> Do this
Copy all of the data below line for line, keeping every character unchanged.

> Dataset extract
- - -

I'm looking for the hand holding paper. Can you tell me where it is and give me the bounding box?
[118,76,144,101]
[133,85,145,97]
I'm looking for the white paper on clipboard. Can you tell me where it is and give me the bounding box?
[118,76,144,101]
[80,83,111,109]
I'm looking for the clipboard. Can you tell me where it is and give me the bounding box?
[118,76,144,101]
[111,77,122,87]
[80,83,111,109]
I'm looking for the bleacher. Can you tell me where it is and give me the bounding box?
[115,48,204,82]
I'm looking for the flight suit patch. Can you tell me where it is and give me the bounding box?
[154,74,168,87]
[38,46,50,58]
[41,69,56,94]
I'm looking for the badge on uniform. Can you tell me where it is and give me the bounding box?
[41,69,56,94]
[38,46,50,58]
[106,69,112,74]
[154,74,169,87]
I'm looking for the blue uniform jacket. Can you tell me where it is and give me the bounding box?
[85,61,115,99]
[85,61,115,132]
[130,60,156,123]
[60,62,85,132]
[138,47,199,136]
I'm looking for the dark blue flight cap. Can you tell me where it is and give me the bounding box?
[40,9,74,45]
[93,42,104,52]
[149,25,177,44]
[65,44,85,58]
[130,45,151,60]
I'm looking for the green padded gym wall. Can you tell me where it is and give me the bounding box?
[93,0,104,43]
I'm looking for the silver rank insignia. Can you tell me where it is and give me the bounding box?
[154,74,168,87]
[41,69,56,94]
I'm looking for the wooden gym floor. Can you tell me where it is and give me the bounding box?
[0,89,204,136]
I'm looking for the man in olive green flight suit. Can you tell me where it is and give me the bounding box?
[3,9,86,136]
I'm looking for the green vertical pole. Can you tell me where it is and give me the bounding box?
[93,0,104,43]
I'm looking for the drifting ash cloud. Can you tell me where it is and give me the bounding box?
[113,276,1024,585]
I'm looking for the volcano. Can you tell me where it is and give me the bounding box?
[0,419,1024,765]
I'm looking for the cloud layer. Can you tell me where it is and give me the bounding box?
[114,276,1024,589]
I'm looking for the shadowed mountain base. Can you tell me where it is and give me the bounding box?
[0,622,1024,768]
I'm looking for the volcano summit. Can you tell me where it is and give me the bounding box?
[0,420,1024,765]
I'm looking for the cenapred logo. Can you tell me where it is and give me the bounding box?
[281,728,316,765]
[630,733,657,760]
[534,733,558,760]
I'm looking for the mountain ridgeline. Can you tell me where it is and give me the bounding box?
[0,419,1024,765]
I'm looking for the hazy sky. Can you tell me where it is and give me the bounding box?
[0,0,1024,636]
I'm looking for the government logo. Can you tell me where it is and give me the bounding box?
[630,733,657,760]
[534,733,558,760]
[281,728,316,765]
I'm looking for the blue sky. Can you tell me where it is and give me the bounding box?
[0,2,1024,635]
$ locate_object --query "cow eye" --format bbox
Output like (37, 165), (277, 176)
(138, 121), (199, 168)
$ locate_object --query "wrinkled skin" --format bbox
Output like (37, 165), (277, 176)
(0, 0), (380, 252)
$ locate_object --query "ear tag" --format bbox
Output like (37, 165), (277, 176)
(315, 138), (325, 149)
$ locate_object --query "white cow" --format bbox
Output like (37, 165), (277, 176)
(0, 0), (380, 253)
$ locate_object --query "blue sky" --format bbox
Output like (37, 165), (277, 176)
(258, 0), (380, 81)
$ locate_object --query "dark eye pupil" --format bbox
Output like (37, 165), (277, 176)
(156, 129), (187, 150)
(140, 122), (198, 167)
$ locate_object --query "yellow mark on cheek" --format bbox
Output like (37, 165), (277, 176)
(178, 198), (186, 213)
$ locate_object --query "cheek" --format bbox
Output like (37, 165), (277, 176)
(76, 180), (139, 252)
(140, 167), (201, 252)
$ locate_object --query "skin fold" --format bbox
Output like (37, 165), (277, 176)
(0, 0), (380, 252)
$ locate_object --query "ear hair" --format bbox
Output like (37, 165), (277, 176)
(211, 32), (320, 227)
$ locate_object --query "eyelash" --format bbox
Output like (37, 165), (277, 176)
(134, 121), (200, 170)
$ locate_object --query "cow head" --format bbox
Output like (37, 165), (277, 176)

- - -

> Final answer
I'm looking for the hand holding paper. Can you tell me where it is and give me the bounding box?
[118,76,144,101]
[133,85,145,97]
I'm looking for the white paper on clipboard. Can you tell me where it is and give me the bounding box?
[118,76,144,101]
[80,83,111,109]
I'm looking for the clipboard. Can you tell me where it is and give me the bounding box?
[118,76,144,101]
[111,77,122,87]
[80,83,111,109]
I'm looking for the bleacher. Can you tell me where it is and give me the bounding box?
[115,48,204,82]
I'm looking for the flight suit patch. Can you tell me where it is and give me the bounding box?
[154,74,168,87]
[38,46,50,58]
[41,69,56,94]
I'm looking for the badge on uniform. Can you tell me where it is and give me the bounding box?
[41,69,56,94]
[38,46,50,58]
[106,69,112,74]
[154,74,169,87]
I'm looking for the blue uniform jacket. Can you tell me where it is and give me the bounding box?
[85,61,115,99]
[85,61,115,132]
[130,60,156,123]
[60,62,85,132]
[138,47,199,136]
I'm looking for the dark blue flight cap. Can you tell me where it is and give me the bounding box?
[40,9,74,45]
[93,42,104,52]
[149,25,177,44]
[65,44,85,58]
[130,45,151,60]
I'm looking for the green padded gym wall. Can you tell me where it is and give me the bounding box?
[93,0,104,43]
I'm looking for the silver rank insignia. Can you tell me where it is and give me the bounding box?
[154,74,168,87]
[41,69,56,94]
I'm looking for the wooden gym floor. Can you tell me where it is and give me the bounding box?
[0,89,204,136]
I'm looking for the man in olive green flight suit. Can you tell me where it is and give me the bounding box?
[3,9,86,136]
I'm looking for the green vertical pole. Can you tell me where it is and give me the bounding box?
[93,0,104,43]
I'm looking for the drifting ash cloud. Can you tell me where it is and give me the bounding box?
[113,276,1024,585]
I'm looking for the volcano. Can you tell me where it is and give me the bounding box?
[0,419,1024,765]
I'm looking for the cloud layer. Can you tell me where it is and give me the bounding box?
[114,276,1024,589]
I'm looking for the shadowed mountain base. Can you tell me where it is and give me the bounding box?
[0,622,1024,768]
I'm looking for the volcano summit. Can you tell me where it is and give me the bounding box?
[0,420,1024,765]
I'm looking for the cenapred logo. Can you tell me where it is and give me the bounding box?
[281,728,316,765]
[630,733,657,760]
[534,733,558,760]
I'm looking for the mountain ridgeline. Can you tell me where it is and give me the bounding box?
[0,419,1024,765]
I'm looking for the hazy sky. Can you tell me where it is and give me the bounding box?
[0,0,1024,636]
I'm looking for the government logo. Can you tell me where it is and give me the bounding box?
[630,733,657,760]
[534,733,558,760]
[281,728,316,765]
I'm looking for the blue sky. Can you tell me where it is and give me the bounding box?
[0,2,1024,635]
$ locate_object --query "cow eye" --format bbox
Output like (37, 165), (277, 176)
(138, 121), (199, 168)
$ locate_object --query "wrinkled skin" --format bbox
Output like (37, 165), (277, 176)
(0, 0), (380, 252)
$ locate_object --query "ear tag" --format bbox
Output like (37, 165), (277, 176)
(315, 138), (325, 149)
$ locate_object --query "white cow" --format bbox
Output like (37, 165), (277, 176)
(0, 0), (380, 253)
$ locate_object --query "blue sky" --format bbox
Output like (37, 165), (277, 176)
(258, 0), (380, 81)
$ locate_object --query "dark eye pupil" --format bbox
Output like (37, 165), (277, 176)
(156, 129), (187, 150)
(140, 122), (198, 167)
$ locate_object --query "yellow mark on cheek" --format bbox
Output like (37, 165), (277, 176)
(178, 198), (186, 213)
$ locate_object --query "cheek" --format bbox
Output like (37, 165), (277, 176)
(76, 180), (139, 252)
(140, 167), (201, 252)
$ locate_object --query "skin fold" --format bbox
Output like (37, 165), (277, 176)
(0, 0), (380, 252)
$ locate_object --query "ear hair" --format bbox
Output like (37, 165), (277, 176)
(211, 32), (320, 227)
$ locate_object --query "eyelash" --format bbox
Output like (37, 165), (277, 176)
(134, 121), (200, 170)
$ locate_object --query "cow head" --format bbox
Output like (37, 165), (277, 176)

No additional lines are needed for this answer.